EXERCISE DESCRIPTION →
Count the lines in the data below that contain the string "dark", treating uppercase and lowercase as different, and give only that number.

GIVEN DATA →
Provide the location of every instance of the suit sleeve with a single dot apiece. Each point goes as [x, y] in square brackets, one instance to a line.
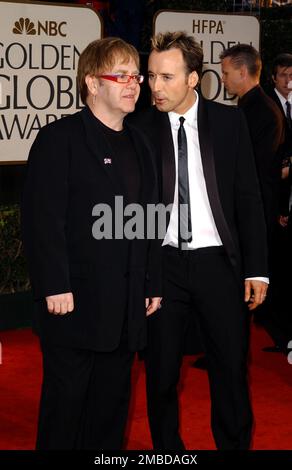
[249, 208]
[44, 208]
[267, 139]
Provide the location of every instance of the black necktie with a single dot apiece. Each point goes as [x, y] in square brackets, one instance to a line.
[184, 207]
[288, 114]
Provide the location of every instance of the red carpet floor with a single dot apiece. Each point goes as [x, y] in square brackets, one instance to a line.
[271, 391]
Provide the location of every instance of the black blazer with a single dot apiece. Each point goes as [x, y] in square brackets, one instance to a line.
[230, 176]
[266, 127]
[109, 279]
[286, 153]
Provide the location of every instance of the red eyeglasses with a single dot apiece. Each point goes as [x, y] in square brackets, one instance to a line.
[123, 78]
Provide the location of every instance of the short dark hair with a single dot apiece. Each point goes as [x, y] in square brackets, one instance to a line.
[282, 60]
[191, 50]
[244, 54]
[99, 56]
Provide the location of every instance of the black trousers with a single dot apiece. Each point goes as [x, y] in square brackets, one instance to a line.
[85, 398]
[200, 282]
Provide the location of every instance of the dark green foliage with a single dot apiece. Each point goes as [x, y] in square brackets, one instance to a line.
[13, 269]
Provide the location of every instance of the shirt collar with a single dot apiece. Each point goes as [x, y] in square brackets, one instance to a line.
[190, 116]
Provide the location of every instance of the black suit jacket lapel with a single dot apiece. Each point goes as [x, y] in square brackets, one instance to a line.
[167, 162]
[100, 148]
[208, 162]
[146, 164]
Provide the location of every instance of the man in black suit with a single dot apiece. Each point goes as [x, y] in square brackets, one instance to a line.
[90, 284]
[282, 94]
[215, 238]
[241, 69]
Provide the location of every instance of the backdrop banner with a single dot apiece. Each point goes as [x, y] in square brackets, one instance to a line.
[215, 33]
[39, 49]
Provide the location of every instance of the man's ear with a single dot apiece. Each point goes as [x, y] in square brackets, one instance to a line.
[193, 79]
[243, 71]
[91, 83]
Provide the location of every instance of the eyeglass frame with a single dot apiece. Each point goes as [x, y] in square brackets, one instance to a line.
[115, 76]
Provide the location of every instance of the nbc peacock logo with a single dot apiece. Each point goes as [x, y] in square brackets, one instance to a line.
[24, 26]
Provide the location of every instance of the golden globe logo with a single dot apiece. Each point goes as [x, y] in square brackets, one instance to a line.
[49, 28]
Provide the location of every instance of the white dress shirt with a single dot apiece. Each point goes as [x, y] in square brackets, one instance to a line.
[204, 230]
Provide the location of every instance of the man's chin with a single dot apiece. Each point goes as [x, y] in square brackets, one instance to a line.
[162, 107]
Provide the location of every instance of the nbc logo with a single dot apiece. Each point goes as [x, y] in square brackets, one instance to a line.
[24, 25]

---

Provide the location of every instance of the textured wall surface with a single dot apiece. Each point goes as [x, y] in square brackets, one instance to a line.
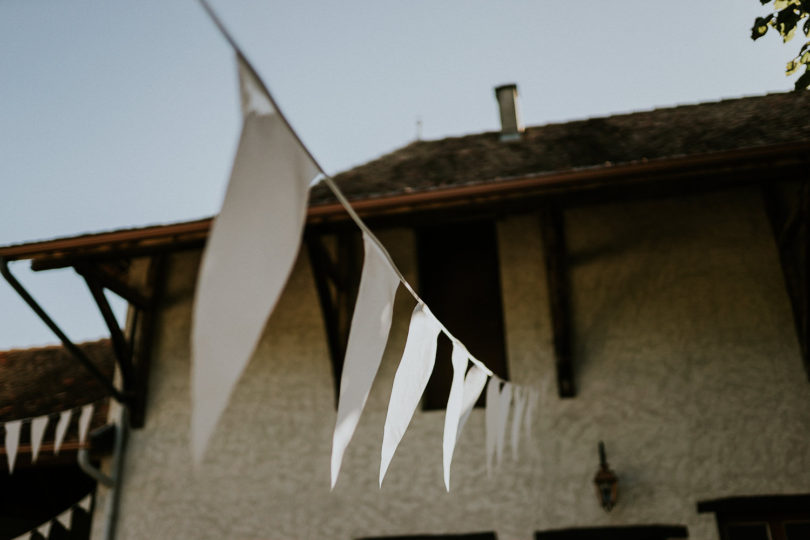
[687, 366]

---

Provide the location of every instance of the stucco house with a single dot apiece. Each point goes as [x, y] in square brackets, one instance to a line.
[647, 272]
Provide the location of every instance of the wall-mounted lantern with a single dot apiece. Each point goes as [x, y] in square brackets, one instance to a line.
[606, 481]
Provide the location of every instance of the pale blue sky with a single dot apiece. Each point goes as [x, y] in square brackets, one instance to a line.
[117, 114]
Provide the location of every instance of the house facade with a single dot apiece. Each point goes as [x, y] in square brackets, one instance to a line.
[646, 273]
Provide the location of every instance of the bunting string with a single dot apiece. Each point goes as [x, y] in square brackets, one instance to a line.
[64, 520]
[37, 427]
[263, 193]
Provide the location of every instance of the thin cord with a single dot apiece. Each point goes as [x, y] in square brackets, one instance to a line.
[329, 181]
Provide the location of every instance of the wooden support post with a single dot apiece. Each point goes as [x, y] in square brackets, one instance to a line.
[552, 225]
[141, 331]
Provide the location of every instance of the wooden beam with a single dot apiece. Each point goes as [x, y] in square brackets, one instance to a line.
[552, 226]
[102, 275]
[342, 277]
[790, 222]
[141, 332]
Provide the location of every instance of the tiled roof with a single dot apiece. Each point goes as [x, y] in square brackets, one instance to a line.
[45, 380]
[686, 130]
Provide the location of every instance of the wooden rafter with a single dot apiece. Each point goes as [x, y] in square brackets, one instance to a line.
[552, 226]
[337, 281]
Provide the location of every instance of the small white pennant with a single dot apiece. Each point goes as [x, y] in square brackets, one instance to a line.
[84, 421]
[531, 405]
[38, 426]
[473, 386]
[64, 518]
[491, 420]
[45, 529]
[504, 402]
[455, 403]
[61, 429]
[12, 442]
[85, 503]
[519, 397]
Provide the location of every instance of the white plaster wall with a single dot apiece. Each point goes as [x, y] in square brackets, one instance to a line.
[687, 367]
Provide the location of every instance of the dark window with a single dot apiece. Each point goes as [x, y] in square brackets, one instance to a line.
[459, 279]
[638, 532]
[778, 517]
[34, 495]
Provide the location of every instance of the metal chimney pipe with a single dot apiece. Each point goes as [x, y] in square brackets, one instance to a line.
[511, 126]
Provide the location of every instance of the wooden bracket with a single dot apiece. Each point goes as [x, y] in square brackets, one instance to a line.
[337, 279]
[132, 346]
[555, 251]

WRITTEN ANSWER →
3